Records from a collection:
** START **
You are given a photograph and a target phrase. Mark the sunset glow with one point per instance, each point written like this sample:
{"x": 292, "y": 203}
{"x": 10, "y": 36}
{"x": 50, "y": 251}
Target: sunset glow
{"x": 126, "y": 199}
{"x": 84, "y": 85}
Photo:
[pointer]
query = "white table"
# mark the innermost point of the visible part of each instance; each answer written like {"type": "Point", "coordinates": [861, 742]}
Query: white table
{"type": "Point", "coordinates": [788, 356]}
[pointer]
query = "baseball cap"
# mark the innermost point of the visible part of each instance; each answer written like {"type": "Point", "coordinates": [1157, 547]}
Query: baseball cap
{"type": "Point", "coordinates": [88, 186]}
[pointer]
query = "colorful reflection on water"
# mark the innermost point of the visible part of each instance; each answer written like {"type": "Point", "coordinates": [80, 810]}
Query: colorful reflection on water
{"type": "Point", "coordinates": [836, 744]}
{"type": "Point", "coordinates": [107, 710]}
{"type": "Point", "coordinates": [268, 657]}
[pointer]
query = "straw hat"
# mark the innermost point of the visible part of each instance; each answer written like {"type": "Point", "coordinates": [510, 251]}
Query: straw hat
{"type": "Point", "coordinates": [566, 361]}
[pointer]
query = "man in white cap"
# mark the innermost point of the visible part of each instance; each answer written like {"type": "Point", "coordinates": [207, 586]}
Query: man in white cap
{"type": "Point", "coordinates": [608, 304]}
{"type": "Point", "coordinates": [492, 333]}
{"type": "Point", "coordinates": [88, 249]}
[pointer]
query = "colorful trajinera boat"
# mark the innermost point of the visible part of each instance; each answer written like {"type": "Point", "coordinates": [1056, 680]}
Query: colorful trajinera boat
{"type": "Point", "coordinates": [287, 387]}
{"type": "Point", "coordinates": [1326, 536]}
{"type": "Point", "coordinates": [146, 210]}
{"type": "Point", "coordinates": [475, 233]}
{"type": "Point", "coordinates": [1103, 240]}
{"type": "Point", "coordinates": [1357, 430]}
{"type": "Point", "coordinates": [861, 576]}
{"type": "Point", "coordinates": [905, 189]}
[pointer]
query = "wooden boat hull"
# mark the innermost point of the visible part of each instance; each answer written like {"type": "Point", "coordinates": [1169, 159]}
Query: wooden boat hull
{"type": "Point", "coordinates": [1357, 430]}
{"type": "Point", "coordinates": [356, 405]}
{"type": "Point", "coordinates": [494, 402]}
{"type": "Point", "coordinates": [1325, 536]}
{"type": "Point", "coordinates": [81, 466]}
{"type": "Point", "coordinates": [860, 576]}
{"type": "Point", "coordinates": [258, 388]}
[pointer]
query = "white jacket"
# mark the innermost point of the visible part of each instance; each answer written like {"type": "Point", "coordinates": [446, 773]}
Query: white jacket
** END **
Job: Extract every line above exactly as it stands.

Correct result:
You are given a photograph and a target phrase. Mark the sunset glow with one point per instance, each point written like this sample:
{"x": 292, "y": 203}
{"x": 10, "y": 36}
{"x": 50, "y": 251}
Target: sunset glow
{"x": 126, "y": 199}
{"x": 84, "y": 85}
Photo:
[pointer]
query = "white table"
# mark the innermost point of the visible part of each instance; each answer written like {"type": "Point", "coordinates": [861, 742]}
Query: white table
{"type": "Point", "coordinates": [788, 356]}
[pointer]
query = "baseball cap"
# mark the innermost point of the visible part of each instance; each answer written like {"type": "Point", "coordinates": [1157, 547]}
Query: baseball cap
{"type": "Point", "coordinates": [88, 186]}
[pointer]
query = "colorful reflection on water"
# mark the innermost point of the visible part of each instance; each answer written like {"type": "Point", "coordinates": [80, 810]}
Query: colorful reflection on water
{"type": "Point", "coordinates": [836, 744]}
{"type": "Point", "coordinates": [107, 710]}
{"type": "Point", "coordinates": [268, 657]}
[pointer]
query = "straw hat"
# mark the innermost point of the visible part of each instance; each answer written like {"type": "Point", "coordinates": [510, 251]}
Query: straw hat
{"type": "Point", "coordinates": [566, 361]}
[pointer]
query = "man in white cap"
# mark the innermost point of the visible part of each instance; each answer written like {"type": "Point", "coordinates": [207, 586]}
Query: man in white cap
{"type": "Point", "coordinates": [608, 304]}
{"type": "Point", "coordinates": [492, 333]}
{"type": "Point", "coordinates": [88, 249]}
[pointer]
query = "colorful trajinera boat"
# mark the innermost point of the visible part of each instance; each answer written like {"type": "Point", "coordinates": [1056, 680]}
Query: colorful trajinera boat
{"type": "Point", "coordinates": [287, 387]}
{"type": "Point", "coordinates": [1326, 536]}
{"type": "Point", "coordinates": [146, 210]}
{"type": "Point", "coordinates": [475, 233]}
{"type": "Point", "coordinates": [1103, 240]}
{"type": "Point", "coordinates": [1357, 430]}
{"type": "Point", "coordinates": [861, 576]}
{"type": "Point", "coordinates": [905, 189]}
[pointer]
query = "wooden boat hull"
# mark the innermost point of the visible part of each instance; each answer written like {"type": "Point", "coordinates": [1169, 159]}
Query: wooden boat hull
{"type": "Point", "coordinates": [1357, 430]}
{"type": "Point", "coordinates": [356, 405]}
{"type": "Point", "coordinates": [494, 402]}
{"type": "Point", "coordinates": [1325, 536]}
{"type": "Point", "coordinates": [81, 466]}
{"type": "Point", "coordinates": [860, 576]}
{"type": "Point", "coordinates": [258, 388]}
[pointer]
query = "white jacket"
# mark the innermost point of the visible part of each instance; each answer written like {"type": "Point", "coordinates": [446, 773]}
Query: white jacket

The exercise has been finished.